- [Written instruction]
Convert the lines between the one containing "In the photo above, where can the framed abstract" and the end of the records, inclusive, into a JSON list of strings with one string per line, skipping blank lines. Leave the pictures out of the answer.

Dataset rows showing where objects appear
───

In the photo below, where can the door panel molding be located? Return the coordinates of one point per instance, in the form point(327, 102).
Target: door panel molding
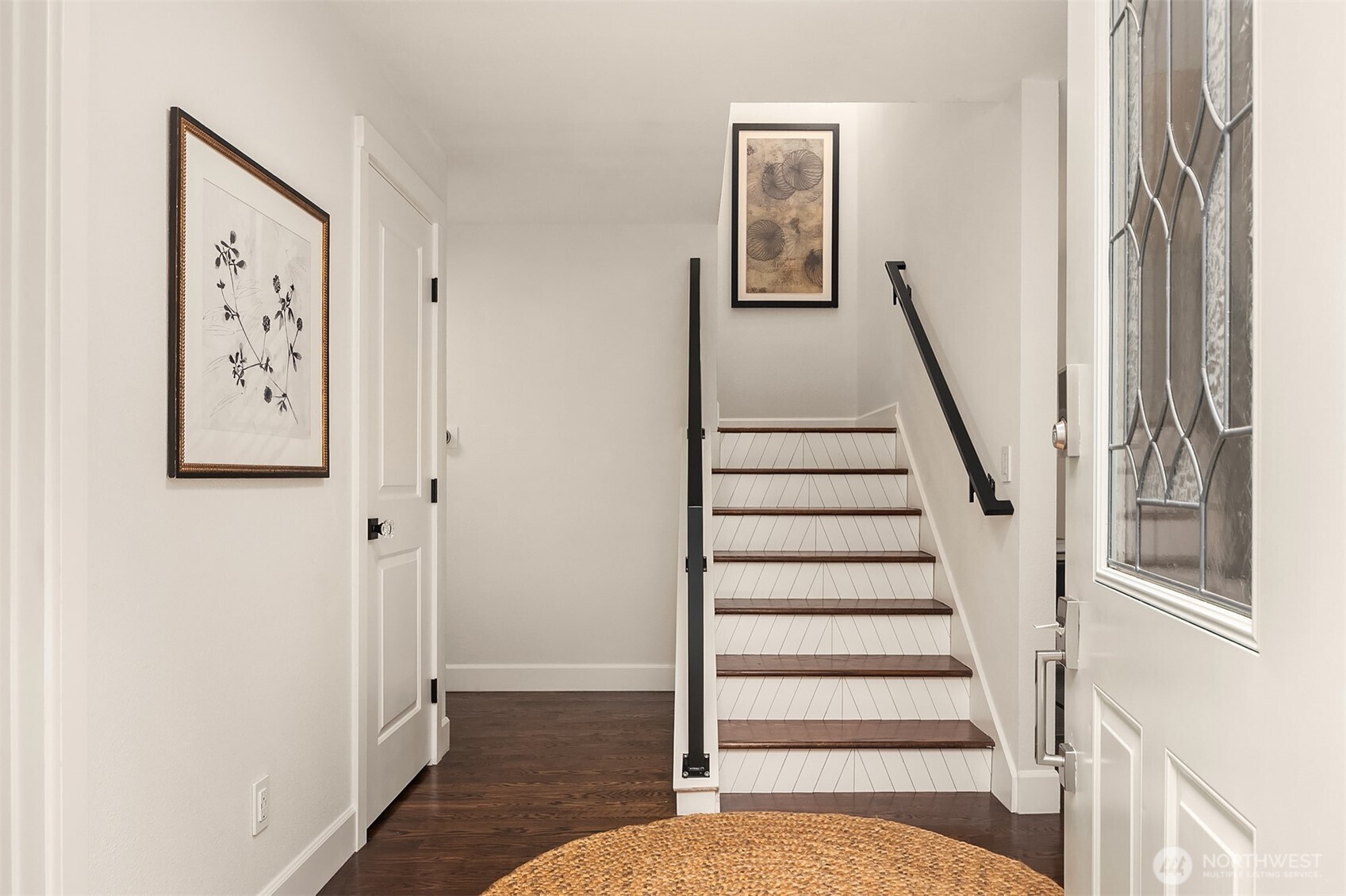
point(1216, 837)
point(1118, 768)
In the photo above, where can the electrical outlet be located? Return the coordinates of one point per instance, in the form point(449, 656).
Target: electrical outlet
point(262, 803)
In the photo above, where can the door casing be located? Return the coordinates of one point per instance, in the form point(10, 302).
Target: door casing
point(374, 152)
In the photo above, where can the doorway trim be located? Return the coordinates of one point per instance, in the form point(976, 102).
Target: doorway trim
point(372, 150)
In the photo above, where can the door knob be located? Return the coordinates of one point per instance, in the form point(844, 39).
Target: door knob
point(1058, 435)
point(380, 527)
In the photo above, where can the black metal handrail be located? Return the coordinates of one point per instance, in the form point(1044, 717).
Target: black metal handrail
point(983, 484)
point(696, 762)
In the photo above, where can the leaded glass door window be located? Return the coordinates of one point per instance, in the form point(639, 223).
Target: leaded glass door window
point(1181, 428)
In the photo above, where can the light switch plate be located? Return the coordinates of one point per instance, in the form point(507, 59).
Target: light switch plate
point(262, 803)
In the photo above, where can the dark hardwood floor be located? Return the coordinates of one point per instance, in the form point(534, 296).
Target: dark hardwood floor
point(531, 772)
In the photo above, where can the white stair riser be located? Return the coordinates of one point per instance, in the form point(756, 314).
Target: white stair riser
point(842, 634)
point(836, 697)
point(817, 533)
point(731, 579)
point(809, 490)
point(785, 450)
point(811, 772)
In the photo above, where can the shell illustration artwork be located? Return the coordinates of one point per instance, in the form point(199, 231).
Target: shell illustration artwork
point(813, 268)
point(784, 214)
point(774, 183)
point(766, 239)
point(803, 170)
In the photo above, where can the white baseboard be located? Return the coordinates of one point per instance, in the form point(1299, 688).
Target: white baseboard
point(1038, 793)
point(697, 802)
point(559, 677)
point(788, 423)
point(322, 859)
point(876, 417)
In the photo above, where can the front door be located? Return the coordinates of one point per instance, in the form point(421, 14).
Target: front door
point(1206, 479)
point(396, 416)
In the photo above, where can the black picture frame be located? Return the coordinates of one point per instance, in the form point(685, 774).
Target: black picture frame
point(181, 127)
point(830, 241)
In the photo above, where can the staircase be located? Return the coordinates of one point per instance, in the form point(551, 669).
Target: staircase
point(834, 668)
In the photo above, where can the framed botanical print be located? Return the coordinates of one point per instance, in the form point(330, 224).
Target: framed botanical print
point(247, 315)
point(785, 216)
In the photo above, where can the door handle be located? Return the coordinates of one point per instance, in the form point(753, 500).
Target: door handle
point(1064, 759)
point(1058, 435)
point(1044, 658)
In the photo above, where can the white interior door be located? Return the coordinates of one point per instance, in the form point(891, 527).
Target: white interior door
point(396, 420)
point(1205, 507)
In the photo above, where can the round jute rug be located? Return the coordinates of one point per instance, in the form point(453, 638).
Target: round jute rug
point(768, 853)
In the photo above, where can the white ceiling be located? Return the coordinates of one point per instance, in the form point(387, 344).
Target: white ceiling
point(562, 110)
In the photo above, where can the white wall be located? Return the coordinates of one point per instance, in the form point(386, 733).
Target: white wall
point(27, 301)
point(797, 362)
point(567, 377)
point(218, 612)
point(965, 194)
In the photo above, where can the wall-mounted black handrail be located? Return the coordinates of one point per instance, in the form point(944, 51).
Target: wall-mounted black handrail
point(981, 483)
point(696, 762)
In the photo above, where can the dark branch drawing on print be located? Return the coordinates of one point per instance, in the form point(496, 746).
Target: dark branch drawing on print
point(253, 337)
point(785, 221)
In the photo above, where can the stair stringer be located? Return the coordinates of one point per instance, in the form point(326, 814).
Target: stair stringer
point(963, 646)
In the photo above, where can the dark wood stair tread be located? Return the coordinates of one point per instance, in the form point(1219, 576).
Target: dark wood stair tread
point(816, 471)
point(812, 430)
point(840, 665)
point(813, 733)
point(824, 557)
point(816, 511)
point(830, 607)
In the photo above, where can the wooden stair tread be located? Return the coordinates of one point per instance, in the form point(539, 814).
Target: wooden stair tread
point(828, 733)
point(816, 511)
point(812, 430)
point(830, 607)
point(824, 557)
point(839, 665)
point(816, 471)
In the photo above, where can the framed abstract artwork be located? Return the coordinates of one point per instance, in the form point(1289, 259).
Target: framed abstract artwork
point(247, 315)
point(785, 216)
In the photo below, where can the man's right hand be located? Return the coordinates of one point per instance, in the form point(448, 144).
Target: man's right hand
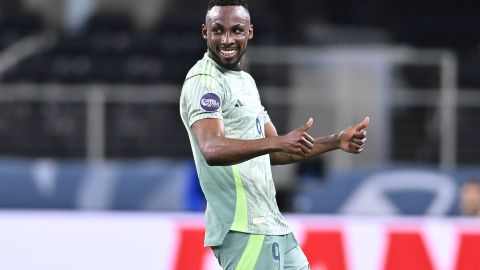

───

- [Solution for this problem]
[
  "In the photo above, where can the framed abstract artwork be located? Return the coordinates of one point per instance, in the form point(1289, 259).",
  "Target: framed abstract artwork",
  "point(247, 315)",
  "point(785, 216)",
  "In the photo below, where can the man's right hand be located? Return the coordinates of one point per instance, in the form point(448, 144).",
  "Target: man's right hand"
]